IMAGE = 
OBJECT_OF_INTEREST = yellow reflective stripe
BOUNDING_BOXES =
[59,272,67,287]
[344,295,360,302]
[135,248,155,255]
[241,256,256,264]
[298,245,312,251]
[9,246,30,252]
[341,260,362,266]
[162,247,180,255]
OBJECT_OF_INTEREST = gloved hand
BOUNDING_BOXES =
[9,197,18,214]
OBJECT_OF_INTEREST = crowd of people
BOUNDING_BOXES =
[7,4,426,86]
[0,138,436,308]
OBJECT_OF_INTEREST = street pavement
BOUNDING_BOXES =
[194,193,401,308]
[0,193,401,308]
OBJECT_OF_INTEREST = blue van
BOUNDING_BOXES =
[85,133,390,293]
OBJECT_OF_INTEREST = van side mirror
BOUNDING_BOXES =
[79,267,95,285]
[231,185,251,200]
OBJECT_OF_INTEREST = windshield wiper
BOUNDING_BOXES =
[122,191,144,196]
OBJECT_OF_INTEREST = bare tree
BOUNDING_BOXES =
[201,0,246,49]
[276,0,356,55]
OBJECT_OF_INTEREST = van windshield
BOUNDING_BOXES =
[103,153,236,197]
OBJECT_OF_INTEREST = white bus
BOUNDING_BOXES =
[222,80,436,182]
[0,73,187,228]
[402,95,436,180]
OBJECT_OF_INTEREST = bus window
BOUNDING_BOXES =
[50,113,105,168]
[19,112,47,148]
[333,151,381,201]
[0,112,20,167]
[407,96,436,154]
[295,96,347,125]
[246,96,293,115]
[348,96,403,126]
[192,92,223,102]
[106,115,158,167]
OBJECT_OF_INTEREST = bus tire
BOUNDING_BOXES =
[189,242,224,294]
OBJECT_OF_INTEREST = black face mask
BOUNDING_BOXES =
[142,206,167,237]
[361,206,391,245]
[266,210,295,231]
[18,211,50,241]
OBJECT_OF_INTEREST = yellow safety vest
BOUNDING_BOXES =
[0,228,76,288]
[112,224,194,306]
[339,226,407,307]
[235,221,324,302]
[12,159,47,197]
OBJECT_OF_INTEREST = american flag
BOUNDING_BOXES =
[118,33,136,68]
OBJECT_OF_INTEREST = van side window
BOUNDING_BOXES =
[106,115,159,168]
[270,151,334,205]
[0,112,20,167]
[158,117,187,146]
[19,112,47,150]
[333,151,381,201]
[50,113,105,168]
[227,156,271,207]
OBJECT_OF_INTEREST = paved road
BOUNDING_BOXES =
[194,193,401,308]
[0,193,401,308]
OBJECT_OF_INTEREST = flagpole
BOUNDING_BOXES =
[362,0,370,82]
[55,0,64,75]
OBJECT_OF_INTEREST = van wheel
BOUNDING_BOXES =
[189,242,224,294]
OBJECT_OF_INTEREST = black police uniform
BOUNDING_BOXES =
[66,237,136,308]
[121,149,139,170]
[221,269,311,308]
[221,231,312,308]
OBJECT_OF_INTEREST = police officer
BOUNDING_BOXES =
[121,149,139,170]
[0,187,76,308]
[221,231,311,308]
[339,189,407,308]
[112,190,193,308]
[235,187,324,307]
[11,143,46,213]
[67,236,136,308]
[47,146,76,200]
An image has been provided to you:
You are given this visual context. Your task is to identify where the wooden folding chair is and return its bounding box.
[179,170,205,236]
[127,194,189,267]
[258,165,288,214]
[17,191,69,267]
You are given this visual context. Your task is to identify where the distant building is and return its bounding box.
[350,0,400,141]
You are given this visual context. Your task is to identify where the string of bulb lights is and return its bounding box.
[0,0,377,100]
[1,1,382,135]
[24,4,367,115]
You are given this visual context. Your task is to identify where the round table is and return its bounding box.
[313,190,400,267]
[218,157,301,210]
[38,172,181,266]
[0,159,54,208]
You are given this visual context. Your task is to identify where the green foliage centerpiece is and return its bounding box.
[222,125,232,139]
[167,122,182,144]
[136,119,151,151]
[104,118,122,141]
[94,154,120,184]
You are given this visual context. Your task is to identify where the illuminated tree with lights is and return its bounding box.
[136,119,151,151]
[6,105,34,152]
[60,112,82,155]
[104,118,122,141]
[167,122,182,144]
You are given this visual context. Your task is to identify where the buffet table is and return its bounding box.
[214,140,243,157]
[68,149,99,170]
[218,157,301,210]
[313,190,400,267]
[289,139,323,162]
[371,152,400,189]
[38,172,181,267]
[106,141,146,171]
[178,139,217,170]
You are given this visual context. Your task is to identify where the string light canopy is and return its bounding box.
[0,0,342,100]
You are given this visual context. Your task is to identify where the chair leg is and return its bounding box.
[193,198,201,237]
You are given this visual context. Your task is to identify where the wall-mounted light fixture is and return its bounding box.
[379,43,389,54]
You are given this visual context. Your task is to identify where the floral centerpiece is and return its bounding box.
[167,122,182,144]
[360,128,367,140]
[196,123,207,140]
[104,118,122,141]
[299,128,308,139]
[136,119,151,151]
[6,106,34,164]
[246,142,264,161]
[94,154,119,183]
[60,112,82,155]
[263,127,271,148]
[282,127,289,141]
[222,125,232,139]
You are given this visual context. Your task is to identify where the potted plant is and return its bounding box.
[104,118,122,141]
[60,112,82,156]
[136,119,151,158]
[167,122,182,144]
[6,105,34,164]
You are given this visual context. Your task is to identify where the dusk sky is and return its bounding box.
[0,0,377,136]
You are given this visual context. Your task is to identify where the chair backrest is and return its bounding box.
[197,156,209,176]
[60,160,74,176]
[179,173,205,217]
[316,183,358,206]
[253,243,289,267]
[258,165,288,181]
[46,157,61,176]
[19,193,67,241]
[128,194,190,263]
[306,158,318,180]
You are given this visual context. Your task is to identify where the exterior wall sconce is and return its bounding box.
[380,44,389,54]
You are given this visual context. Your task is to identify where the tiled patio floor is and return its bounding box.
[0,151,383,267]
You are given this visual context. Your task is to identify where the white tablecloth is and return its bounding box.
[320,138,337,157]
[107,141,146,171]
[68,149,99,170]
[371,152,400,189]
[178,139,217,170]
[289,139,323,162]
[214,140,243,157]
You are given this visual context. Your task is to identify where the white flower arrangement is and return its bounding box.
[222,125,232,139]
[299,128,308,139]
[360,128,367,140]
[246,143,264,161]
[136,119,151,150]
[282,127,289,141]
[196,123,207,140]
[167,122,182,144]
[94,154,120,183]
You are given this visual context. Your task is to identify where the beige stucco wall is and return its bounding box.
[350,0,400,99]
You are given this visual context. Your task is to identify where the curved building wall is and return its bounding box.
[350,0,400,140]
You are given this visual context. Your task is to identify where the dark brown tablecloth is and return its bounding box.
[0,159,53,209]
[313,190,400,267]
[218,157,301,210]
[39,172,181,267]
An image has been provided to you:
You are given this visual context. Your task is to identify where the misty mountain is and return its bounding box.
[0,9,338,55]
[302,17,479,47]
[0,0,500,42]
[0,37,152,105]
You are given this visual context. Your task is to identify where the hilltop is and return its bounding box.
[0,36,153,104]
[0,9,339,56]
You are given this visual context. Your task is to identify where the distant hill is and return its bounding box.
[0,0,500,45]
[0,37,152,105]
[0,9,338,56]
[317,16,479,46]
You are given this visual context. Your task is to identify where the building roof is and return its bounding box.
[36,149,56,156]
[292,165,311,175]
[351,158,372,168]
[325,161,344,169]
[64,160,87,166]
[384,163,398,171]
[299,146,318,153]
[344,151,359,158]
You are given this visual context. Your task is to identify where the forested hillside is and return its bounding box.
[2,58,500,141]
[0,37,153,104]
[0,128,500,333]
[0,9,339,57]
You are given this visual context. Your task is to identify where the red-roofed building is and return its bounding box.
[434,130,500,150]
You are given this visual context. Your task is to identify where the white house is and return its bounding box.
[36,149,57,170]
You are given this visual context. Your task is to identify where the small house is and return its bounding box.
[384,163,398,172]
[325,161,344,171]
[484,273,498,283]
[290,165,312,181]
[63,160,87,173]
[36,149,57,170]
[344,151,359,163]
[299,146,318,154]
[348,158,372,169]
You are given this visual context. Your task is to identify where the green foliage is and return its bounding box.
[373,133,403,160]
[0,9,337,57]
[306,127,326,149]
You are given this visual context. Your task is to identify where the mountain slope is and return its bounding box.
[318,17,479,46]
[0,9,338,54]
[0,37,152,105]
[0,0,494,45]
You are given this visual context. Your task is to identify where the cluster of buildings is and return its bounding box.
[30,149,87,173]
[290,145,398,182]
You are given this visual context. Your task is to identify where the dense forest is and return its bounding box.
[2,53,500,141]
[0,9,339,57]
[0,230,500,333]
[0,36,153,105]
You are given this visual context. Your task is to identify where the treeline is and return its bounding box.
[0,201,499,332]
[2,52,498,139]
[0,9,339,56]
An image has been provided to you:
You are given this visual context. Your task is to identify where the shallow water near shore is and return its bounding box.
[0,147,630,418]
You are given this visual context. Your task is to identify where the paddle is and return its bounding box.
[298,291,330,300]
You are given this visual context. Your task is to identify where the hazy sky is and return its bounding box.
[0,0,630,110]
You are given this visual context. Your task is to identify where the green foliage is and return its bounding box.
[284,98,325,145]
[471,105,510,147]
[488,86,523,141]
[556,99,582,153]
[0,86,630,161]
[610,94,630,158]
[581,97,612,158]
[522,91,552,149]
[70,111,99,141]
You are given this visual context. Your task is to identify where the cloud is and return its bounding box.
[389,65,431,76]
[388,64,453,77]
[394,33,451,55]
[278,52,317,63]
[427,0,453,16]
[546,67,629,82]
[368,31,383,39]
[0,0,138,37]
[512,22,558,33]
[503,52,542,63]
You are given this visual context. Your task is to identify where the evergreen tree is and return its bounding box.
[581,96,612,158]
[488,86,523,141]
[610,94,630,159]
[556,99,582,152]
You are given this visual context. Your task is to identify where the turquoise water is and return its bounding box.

• Given exercise: Please rewrite the records from the line with "OBJECT_OF_INTEREST = police officer" to the line with "[47,146,76,200]", replacing "police officer" with "law enforcement officer" and leaving everything else unchanged.

• Finished task:
OBJECT_OF_INTEREST = law enforcement officer
BOUNDING_BOXES =
[121,149,139,170]
[0,187,76,308]
[221,231,311,308]
[339,189,407,308]
[112,190,193,308]
[235,187,324,307]
[11,143,46,213]
[67,236,136,308]
[47,146,76,200]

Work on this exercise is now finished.